• EXERCISE INSTRUCTIONS
Express every line of the records below as a JSON array of strings, one string per line, with blank lines omitted.

• EXCERPTED RECORDS

• • • •

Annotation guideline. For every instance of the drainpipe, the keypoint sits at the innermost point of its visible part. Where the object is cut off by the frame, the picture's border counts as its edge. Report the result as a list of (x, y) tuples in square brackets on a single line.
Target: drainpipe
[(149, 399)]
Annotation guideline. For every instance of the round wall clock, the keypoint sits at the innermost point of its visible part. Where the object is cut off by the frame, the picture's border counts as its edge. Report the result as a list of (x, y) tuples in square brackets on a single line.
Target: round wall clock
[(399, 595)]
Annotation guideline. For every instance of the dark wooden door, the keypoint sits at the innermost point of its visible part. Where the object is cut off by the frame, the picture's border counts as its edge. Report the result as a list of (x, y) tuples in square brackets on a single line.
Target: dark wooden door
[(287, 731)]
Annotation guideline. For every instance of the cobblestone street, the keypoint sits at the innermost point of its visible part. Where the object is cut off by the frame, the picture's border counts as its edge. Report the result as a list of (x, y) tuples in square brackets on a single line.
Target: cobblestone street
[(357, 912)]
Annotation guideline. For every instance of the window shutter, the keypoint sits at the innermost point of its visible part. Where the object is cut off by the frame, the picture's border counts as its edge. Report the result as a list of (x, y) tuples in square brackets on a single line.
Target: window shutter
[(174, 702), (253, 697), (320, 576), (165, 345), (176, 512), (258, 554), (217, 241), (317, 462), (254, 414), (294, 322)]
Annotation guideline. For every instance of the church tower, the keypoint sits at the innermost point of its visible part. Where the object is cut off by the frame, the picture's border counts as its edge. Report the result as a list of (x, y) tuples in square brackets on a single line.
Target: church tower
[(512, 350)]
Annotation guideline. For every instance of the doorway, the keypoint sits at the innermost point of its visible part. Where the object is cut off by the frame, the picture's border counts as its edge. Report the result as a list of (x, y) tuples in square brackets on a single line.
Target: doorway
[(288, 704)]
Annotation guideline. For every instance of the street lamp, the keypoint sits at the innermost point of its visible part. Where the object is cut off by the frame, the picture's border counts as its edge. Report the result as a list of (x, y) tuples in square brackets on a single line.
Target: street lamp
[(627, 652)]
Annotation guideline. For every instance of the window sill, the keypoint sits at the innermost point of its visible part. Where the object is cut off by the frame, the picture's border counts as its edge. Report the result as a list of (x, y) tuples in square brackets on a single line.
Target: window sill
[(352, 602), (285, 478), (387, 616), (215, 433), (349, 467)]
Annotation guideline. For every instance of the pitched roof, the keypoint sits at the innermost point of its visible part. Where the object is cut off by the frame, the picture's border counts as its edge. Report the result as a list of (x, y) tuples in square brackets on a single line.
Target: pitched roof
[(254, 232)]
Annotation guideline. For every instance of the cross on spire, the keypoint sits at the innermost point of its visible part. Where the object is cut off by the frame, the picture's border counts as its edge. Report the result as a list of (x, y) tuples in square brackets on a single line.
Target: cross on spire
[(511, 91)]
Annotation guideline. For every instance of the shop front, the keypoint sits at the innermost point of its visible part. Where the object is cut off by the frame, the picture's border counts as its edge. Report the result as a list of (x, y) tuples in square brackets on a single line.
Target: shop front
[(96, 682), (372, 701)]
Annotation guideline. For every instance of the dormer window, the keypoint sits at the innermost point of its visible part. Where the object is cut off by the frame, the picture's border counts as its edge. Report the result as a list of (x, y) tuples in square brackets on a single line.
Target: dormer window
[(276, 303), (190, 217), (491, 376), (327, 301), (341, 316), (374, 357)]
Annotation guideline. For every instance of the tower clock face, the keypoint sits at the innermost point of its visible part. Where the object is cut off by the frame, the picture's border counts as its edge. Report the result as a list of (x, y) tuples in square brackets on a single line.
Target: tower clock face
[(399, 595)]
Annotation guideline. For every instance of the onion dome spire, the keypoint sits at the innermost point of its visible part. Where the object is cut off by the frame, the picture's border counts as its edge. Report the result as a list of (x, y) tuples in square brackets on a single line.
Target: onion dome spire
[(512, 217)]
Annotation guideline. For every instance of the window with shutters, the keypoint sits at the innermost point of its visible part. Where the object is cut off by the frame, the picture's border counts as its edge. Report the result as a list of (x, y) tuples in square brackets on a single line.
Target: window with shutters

• • • •

• SOLVED PROBLEM
[
  "Annotation guideline. For every instance of the drainpipe, the keypoint sits at the innermost point of its visible part. Where the object is cut off by the frame, the picture's border counts as its edge. Report the result as a list of (x, y) tuples in square brackets on a single line.",
  "Target: drainpipe",
  "[(149, 399)]",
  "Annotation guideline. For every instance of the round wall clock, the keypoint sits at the innermost point of its visible part. Where the object is cut off by the frame, the picture's border counts as its edge. Report the result as a list of (x, y) tuples in square brackets on a single line.",
  "Target: round wall clock",
  "[(399, 595)]",
  "Annotation guideline. For every instance of the dark wooden door, the keypoint sits at the innermost point of its visible part. Where the object is cut off by the frame, the picture's border counts as its edge. Report the result as a list of (x, y) tuples in square brackets on a single line.",
  "Target: dark wooden door",
  "[(287, 731)]",
  "Annotation guideline. For every instance of the cobblestone street, the keypoint sits at the innermost point of its visible part. Where the object is cut off by the frame, the picture's border counts as its edge. Report the result as a list of (x, y) tuples in square brackets on a single line.",
  "Target: cobblestone street",
  "[(357, 912)]",
  "Annotation guideline. For every instance of the window shutter, the keypoint sits at the innermost point of its visible part. Where the object is cut off by the frame, the picture's border counts as its edge. Report the result as a list of (x, y) tuples in square brackets on a single line.",
  "Target: window shutter",
  "[(174, 702), (253, 697), (320, 576), (165, 345), (176, 512), (258, 554), (217, 241), (317, 462), (254, 414), (294, 322)]",
  "Annotation guideline. For every instance of the church tower, the keypoint sits at the innermost point of its visible part. Where the object is cut off by the frame, the picture's border counts as its edge. Report the result as a list of (x, y) tuples in square brackets on a single line.",
  "Target: church tower",
  "[(512, 350)]",
  "Annotation guideline. For every instance of the doorway, the keypoint sits at the innermost point of its visible part. Where the object is cut off by the frame, the picture's border counts as its edge. Report the result as a list of (x, y) tuples in square brackets on a single line.",
  "Target: doorway",
  "[(288, 704)]",
  "Annotation guideline. For every instance of the street lamp, the keypoint sits at the innermost point of its visible part. Where the object is cut off by the frame, the picture's border counts as its edge. Report the result as a list of (x, y) tuples in square brackets on a single line.",
  "Target: street lamp",
  "[(627, 652)]",
  "Annotation guideline. For every instance of the window sill, the keypoint sits at the innermost point of its visible part. Where the object is cut off by the frame, the picture's border counts as its edge. Report the result as a list of (x, y) tuples in square brackets on a single line.",
  "Target: window sill",
  "[(352, 602), (285, 478), (387, 616), (215, 433), (349, 467)]",
  "Annotation guideline. For every instance of the pitched roof, the keypoint sits at the innermost point of its visible part. Where the object is cut off by the frame, the picture's border counts as its edge. Report the result as a list of (x, y) tuples in square brackets on a single line.",
  "Target: pitched roof",
  "[(254, 232)]",
  "Annotation guideline. For every instance of the cross on spire, the keypoint sits at the innermost point of its visible part. Where the object is cut off by the frame, the picture's border counts as its edge. Report the result as a list of (x, y) tuples in square brackets on a single line.",
  "Target: cross on spire",
  "[(511, 91)]",
  "Annotation guideline. For every instance of the shop front, the keypoint sits at the innermost point of its visible part. Where the object is cut off by the frame, the picture's border counts as its edge. Report the result as a list of (x, y) tuples in square brackets on a single line.",
  "Target: shop front",
  "[(96, 682), (372, 701)]",
  "Annotation guideline. For every instance of the dormer window, the keypoint sits at the innermost point of its visible part. Where the object is cut off by the frame, the picture's border counts as its edge. Report the result as a list of (x, y) tuples in square brackets on a single line.",
  "Target: dormer window",
  "[(276, 303), (190, 217), (491, 376), (327, 301), (341, 316), (374, 357)]",
  "Annotation guideline. For every instance of the tower clock face, the keypoint sits at the innermost point of its visible part. Where the object is cut off by the frame, the picture's border counts as its edge. Report the result as a list of (x, y) tuples in square brackets on a single line.",
  "Target: tower clock face",
  "[(399, 595)]",
  "Annotation guideline. For every instance of the onion dome spire, the keypoint sits at the innermost point of its visible part. Where the object is cut off by the frame, the picture's border counts as its edge. Report the result as a list of (x, y) tuples in square brackets on a single line.",
  "Target: onion dome spire",
  "[(512, 217)]",
  "Annotation guideline. For every instance of the window with shutters, the keypoint sits at the innermost point of its visible part. Where the object is cut off by the frame, the picture's border counts as its edge. Report the result as a list of (x, y) tuples in square brackets on a single line.",
  "Target: window with shutters"
]